**Exercise**: Copy out the rows below, substituting "foreground clicks" for every occurrence of "positive clicks" and keeping everything else unchanged.
#####
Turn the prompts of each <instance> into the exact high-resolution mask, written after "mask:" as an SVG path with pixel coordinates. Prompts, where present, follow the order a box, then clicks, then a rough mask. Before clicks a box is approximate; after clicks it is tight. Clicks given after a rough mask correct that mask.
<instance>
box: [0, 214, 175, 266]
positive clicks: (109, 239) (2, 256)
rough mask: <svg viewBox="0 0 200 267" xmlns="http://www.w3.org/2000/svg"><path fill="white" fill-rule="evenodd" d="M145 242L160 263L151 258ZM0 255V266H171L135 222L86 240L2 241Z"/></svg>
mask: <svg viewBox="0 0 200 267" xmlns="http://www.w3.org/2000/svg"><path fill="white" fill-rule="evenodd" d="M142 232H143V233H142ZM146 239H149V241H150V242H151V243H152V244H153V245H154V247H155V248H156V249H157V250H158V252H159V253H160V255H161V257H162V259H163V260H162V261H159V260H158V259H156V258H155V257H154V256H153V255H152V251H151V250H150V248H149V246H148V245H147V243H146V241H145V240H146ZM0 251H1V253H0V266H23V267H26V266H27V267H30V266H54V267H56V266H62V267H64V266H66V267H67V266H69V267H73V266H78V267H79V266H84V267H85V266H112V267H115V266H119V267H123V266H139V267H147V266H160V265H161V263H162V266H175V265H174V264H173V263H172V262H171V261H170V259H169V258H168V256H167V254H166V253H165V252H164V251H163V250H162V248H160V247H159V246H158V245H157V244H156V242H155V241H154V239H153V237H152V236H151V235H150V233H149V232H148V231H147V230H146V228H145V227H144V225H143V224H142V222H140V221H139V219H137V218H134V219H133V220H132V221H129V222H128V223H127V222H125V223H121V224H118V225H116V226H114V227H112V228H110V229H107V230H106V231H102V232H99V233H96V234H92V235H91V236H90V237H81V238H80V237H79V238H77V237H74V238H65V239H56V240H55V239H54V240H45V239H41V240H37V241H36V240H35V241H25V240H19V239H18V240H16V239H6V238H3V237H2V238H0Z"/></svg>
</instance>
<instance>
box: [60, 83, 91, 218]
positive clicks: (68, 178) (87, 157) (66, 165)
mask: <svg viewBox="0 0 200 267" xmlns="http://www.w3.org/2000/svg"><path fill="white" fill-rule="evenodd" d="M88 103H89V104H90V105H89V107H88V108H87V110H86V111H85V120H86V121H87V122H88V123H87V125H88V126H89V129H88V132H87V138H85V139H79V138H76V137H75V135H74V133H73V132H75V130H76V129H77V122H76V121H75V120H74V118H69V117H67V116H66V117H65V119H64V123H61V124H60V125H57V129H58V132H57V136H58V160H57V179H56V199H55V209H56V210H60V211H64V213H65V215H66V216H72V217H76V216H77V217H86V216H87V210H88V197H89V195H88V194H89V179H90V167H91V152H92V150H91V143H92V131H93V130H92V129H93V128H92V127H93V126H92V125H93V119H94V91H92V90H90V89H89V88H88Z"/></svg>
#####
**Expected answer**:
Turn the prompts of each <instance> into the exact high-resolution mask, written after "mask:" as an SVG path with pixel coordinates. Prompts, where present, follow the order a box, then clicks, then a rough mask. Before clicks a box is approximate; after clicks it is tight. Clicks given after a rough mask correct that mask.
<instance>
box: [0, 214, 175, 266]
foreground clicks: (109, 239) (2, 256)
rough mask: <svg viewBox="0 0 200 267" xmlns="http://www.w3.org/2000/svg"><path fill="white" fill-rule="evenodd" d="M145 242L160 263L151 258ZM0 255V266H171L135 222L86 240L2 241Z"/></svg>
mask: <svg viewBox="0 0 200 267" xmlns="http://www.w3.org/2000/svg"><path fill="white" fill-rule="evenodd" d="M142 232H143V233H142ZM146 239H149V241H150V242H151V243H152V244H153V245H154V247H155V248H156V249H157V250H158V252H159V253H160V255H161V257H162V259H163V260H162V261H159V260H158V259H156V258H155V257H154V256H153V255H152V251H151V250H150V248H149V246H148V245H147V243H146V241H145V240H146ZM0 251H1V253H0V266H23V267H26V266H27V267H30V266H54V267H56V266H62V267H64V266H66V267H67V266H69V267H73V266H78V267H79V266H84V267H85V266H112V267H115V266H119V267H123V266H139V267H147V266H160V265H161V263H162V266H175V265H174V264H173V263H172V262H171V261H170V259H169V258H168V256H167V254H166V253H165V252H164V251H163V250H162V248H160V247H159V246H158V245H157V244H156V242H155V241H154V239H153V237H152V236H151V235H150V233H149V232H148V231H147V230H146V228H145V227H144V225H143V224H142V222H140V221H139V219H137V218H134V219H133V220H132V221H129V222H128V223H127V222H125V223H121V224H118V225H116V226H114V227H112V228H110V229H107V230H106V231H102V232H99V233H96V234H92V235H91V236H90V237H81V238H80V237H79V238H77V237H74V238H65V239H56V240H55V239H54V240H45V239H41V240H37V241H36V240H35V241H25V240H19V239H18V240H16V239H6V238H3V237H2V238H0Z"/></svg>
</instance>
<instance>
box: [60, 83, 91, 218]
foreground clicks: (68, 178) (87, 157) (66, 165)
mask: <svg viewBox="0 0 200 267" xmlns="http://www.w3.org/2000/svg"><path fill="white" fill-rule="evenodd" d="M88 103H89V104H90V105H89V107H88V108H87V110H86V111H85V120H86V121H87V122H88V123H87V125H88V126H89V129H88V132H87V138H85V139H79V138H76V137H75V135H74V133H73V132H75V130H76V129H77V122H76V121H75V120H74V118H69V117H67V116H66V117H65V119H64V123H61V124H60V125H57V129H58V132H57V136H58V160H57V179H56V199H55V209H56V210H60V211H64V213H65V215H66V216H72V217H76V216H77V217H86V216H87V210H88V197H89V195H88V194H89V179H90V167H91V152H92V150H91V143H92V131H93V130H92V129H93V128H92V127H93V126H92V125H93V119H94V91H92V90H90V89H89V88H88Z"/></svg>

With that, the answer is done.